**Provided passage**
* Begin *
UK: Clyde & Co Research Shows Cancelled Contracts Expected To Be The Main Cause Of Energy Disputes
Last Updated: 26 April 2016

86% of international senior oil & gas executives and lawyers expect cancelled contracts to be the main cause of disputes this year

The majority (86%) of international senior oil & gas executives and lawyers expect cancelled contracts to be the main cause of disputes this year, according to research by global law firm Clyde & Co.

Clyde & Co says that current attitudes to litigation and arbitration in the oil and gas industry have changed significantly over the past 12 to 18 months.

As a result of the financial pressures faced by the industry, companies are far more bullish than they used to be. Consequently there is significantly more contentious correspondence between parties, some of which ultimately leads to the commencement of legal proceedings.

Clyde & Co explains that some of the most common flash points for disputes include termination of contracts (purportedly for cause but in fact for convenience), non-payment of invoices, declarations of force majeure and JV/PSA disputes.

David Leckie, International Arbitration Partner at Clyde & Co, says: "During this financial downturn oil & gas disputes are inevitably on the rise. We've seen an increase in contentious correspondence between parties and a far more bullish approach than in previous years."

"Clearly, any decision to commence proceedings must be carefully risk assessed. The direct costs of litigation and arbitration are significant, not to mention the hidden costs of extensive management time and reputational risks."

"The stakes are high, especially if the dispute is under English law, where the loser will almost always be ordered to pay most of the winner's legal costs."

"Businesses are often faced with the stark choice of having to write the amount in issue off, pay the sum demanded or litigate/arbitrate. In many situations, the only way forward is to commence proceedings and then seek to resolve the dispute by way of alternative dispute resolution, such as mediation."

Clyde & Co says that the most important issue to consider before commencing any proceedings is whether any judgment can be enforced. In international disputes, this is a very complex issue which needs to be addressed at the outset, to avoid pouring good money after bad. 

"There is nothing worse than a Pyrrhic victory," adds Leckie.

Changes to operational arrangements as a result of cost-cutting, the shelving of planned projects and lack of investment in existing operations, could all have a major impact on relationships across the supply chain.

David Leckie comments: "The oil & gas supply chain is built on an intricate network of inter-related supply agreements, JV partnerships and contractor relationships. If one business is unable to meet its contractual obligations it may have a knock on effect on another business's contractual obligations, potentially leading to a domino effect of disputes."

Clyde & Co's research shows that JV partners, contractors or suppliers becoming insolvent or unable to fulfil their contractual obligations is also a key concern for the industry. Four fifths (81%) of international senior oil and gas executives expect this to lead to increased dispute activity.

"A counterparty insolvency can cause real problems for businesses as it makes it much harder to get your money or assets back," says David Leckie.

"In this challenging and fast-changing environment, managing supplier and contractor relationships positively and pro-actively is vital."

How is the oil & gas industry managing its contractors and suppliers?

According to Clyde & Co, just a third of international senior oil & gas executives are already renegotiating contracts with suppliers and contractors.
* End *
**Source material**
* Begin *
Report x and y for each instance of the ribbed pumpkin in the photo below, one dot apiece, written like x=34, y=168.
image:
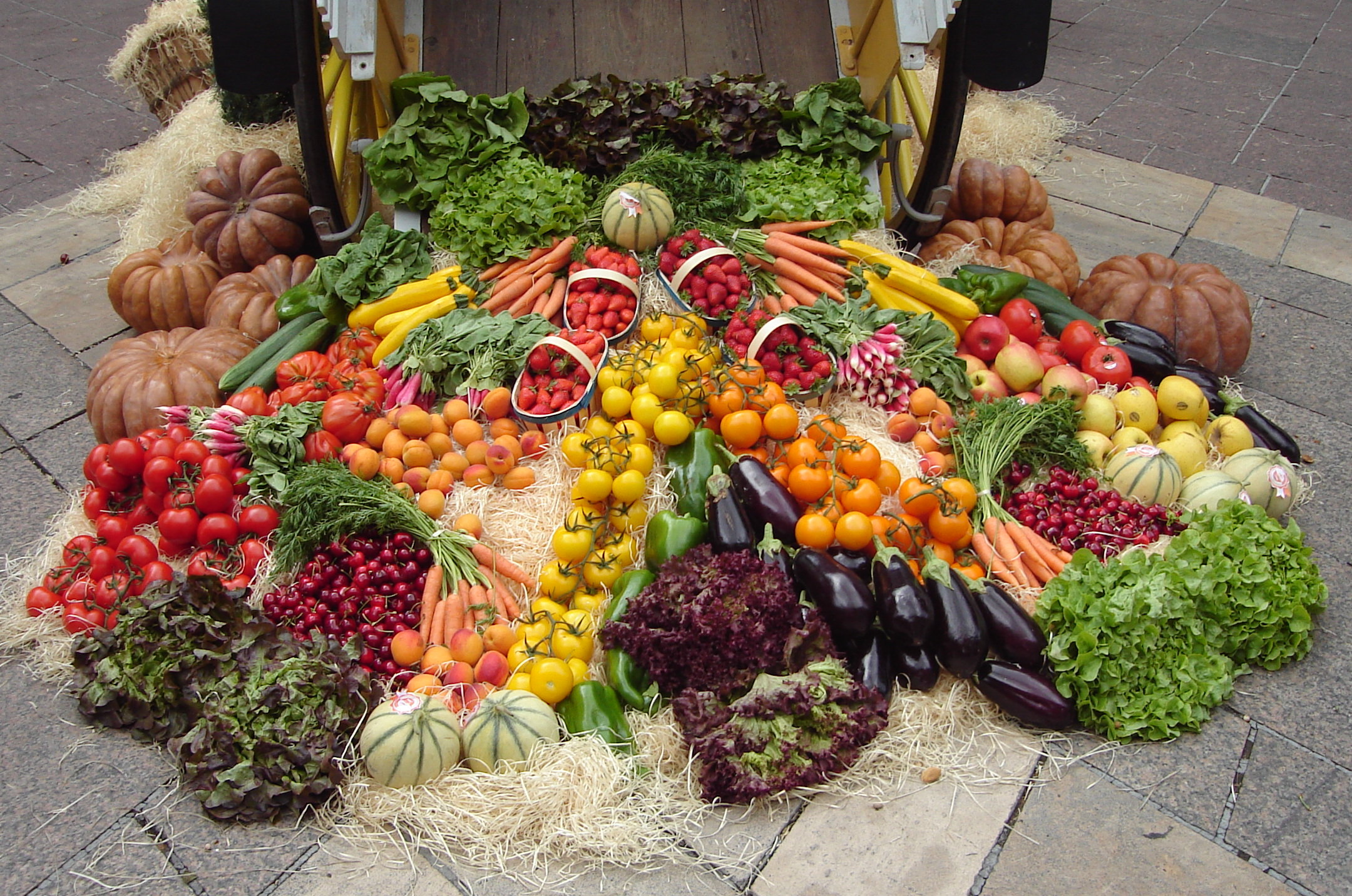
* End *
**Work instructions**
- A) Reproduce verbatim the portion of the article on energy disputes that begins with the words containing "UK: Clyde &" and ends with "of legal proceedings.".
- B) Name every common flash point for disputes that the article on energy disputes attributes to Clyde & Co.
Rely solely on the article on energy disputes, not on the lines or on outside knowledge.

**Answers to each task**
- A)
UK: Clyde & Co Research Shows Cancelled Contracts Expected To Be The Main Cause Of Energy Disputes
Last Updated: 26 April 2016

86% of international senior oil & gas executives and lawyers expect cancelled contracts to be the main cause of disputes this year

The majority (86%) of international senior oil & gas executives and lawyers expect cancelled contracts to be the main cause of disputes this year, according to research by global law firm Clyde & Co.

Clyde & Co says that current attitudes to litigation and arbitration in the oil and gas industry have changed significantly over the past 12 to 18 months.

As a result of the financial pressures faced by the industry, companies are far more bullish than they used to be. Consequently there is significantly more contentious correspondence between parties, some of which ultimately leads to the commencement of legal proceedings.

- B)
- Termination of contracts (purportedly for cause but in fact for convenience)
- Non-payment of invoices
- Declarations of force majeure
- JV/PSA disputes